• [Passagem citada]

A jornalista Catarina Demony investigou o passado da sua família e o resultado está no documentário Debaixo do Tapete. Leva-nos ao encontro dos Matoso de Andrade e Câmara, “dos maiores comerciantes de pessoas escravizadas em Angola entre o século XVIII e XIX”. A história da sua família está “longe de ser única” em Portugal”.

Crónica 74
13 Abril 2023

O que fazer perante um crime? Ignorar? Ocultar? Denunciar? Confrontar? Após anos de digestão, a jornalista Catarina Demony decidiu investigar o que descobriu aos 18 anos: um passado familiar perturbadoramente esclavagista.

O resultado está no documentário Debaixo do Tapete, que nos leva ao encontro dos Matoso de Andrade e Câmara, seus antepassados e “dos maiores comerciantes de pessoas escravizadas em Angola entre o século XVIII e XIX”.

A história estreou-se no grande ecrã do Cinema Ideal, em Lisboa, com casa cheia, e um reconhecimento que Portugal continua por fazer: a ligação directa entre o tráfico transatlântico de pessoas escravizadas, a violência, a segregação, e o racismo.

Sem consentir mais apagamentos, Catarina nota que a história da sua família está “longe de ser única” no país, sendo comum à de tantas outras que fizeram “dinheiro à custa de seres humanos”.

• [Instruções do exercício]
Indica, por favor, todas as opções que a crónica enumera logo a seguir à pergunta "O que fazer perante um crime?".

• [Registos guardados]
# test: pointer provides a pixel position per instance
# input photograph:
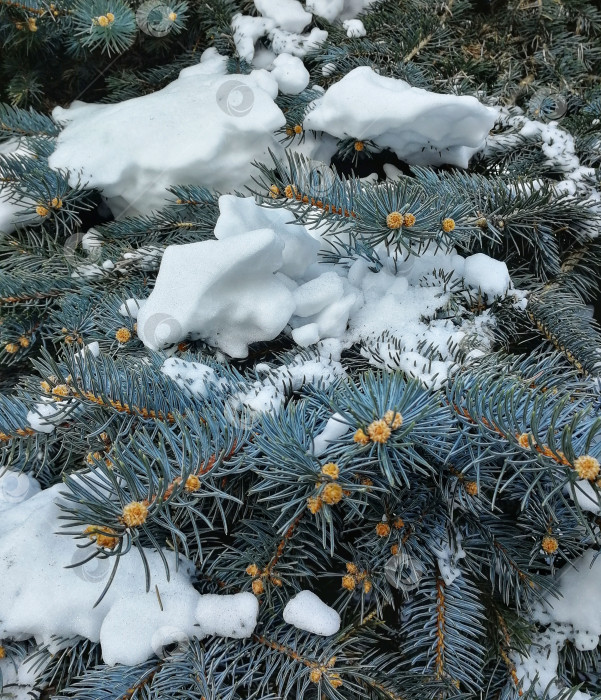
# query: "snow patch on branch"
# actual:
(49, 600)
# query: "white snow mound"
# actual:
(47, 599)
(308, 612)
(205, 128)
(421, 127)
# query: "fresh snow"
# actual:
(289, 15)
(261, 278)
(573, 617)
(354, 28)
(50, 600)
(421, 127)
(338, 9)
(487, 275)
(290, 74)
(308, 612)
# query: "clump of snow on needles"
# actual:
(49, 600)
(421, 127)
(205, 128)
(262, 277)
(308, 612)
(573, 617)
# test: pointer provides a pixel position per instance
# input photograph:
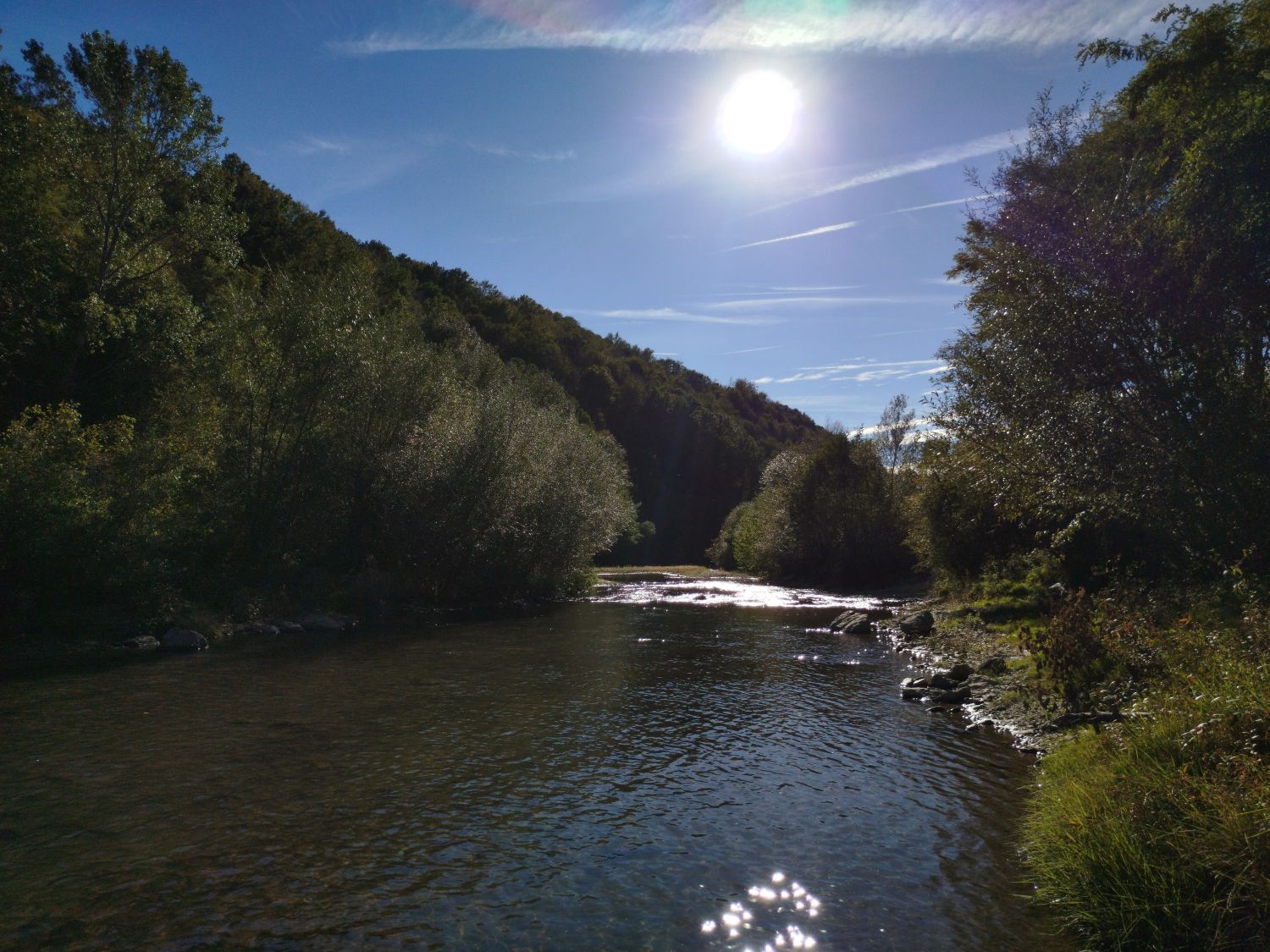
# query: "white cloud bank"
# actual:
(687, 25)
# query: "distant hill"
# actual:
(695, 447)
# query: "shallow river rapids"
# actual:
(677, 763)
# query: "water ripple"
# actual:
(604, 774)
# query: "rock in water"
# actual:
(993, 665)
(142, 642)
(851, 624)
(917, 624)
(320, 622)
(183, 640)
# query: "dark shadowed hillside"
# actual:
(695, 448)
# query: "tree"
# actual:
(127, 157)
(894, 447)
(1114, 378)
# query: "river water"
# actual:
(653, 769)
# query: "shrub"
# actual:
(1156, 834)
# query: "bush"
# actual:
(825, 515)
(1156, 834)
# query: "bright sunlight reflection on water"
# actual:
(724, 591)
(780, 916)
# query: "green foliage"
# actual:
(1156, 834)
(58, 482)
(211, 390)
(114, 212)
(1113, 388)
(960, 522)
(825, 515)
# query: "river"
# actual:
(653, 769)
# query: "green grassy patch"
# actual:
(1156, 834)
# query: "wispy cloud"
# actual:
(670, 314)
(752, 304)
(526, 155)
(892, 372)
(919, 426)
(941, 205)
(863, 372)
(315, 145)
(690, 25)
(822, 230)
(922, 162)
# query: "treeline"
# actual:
(1107, 426)
(693, 447)
(208, 388)
(1109, 403)
(830, 512)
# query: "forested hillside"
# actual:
(695, 448)
(207, 388)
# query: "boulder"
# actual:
(183, 640)
(141, 642)
(917, 624)
(851, 624)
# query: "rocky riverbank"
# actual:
(18, 657)
(962, 667)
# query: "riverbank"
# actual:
(1150, 822)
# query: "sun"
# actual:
(757, 113)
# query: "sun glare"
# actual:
(757, 113)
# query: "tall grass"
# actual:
(1156, 834)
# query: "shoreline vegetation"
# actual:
(218, 406)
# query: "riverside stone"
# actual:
(993, 665)
(851, 624)
(320, 622)
(183, 640)
(142, 642)
(917, 624)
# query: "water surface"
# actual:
(632, 773)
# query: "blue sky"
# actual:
(568, 150)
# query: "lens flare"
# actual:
(757, 113)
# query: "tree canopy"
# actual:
(1112, 388)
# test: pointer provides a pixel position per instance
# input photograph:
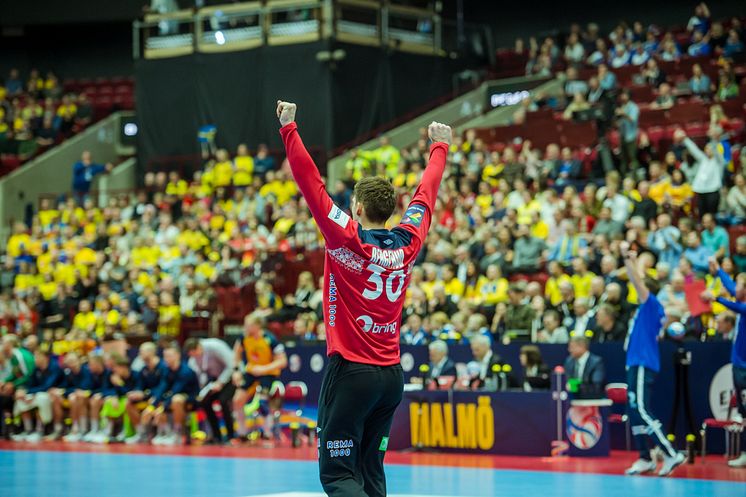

• [Em resposta]
Ignorar, ocultar, denunciar e confrontar.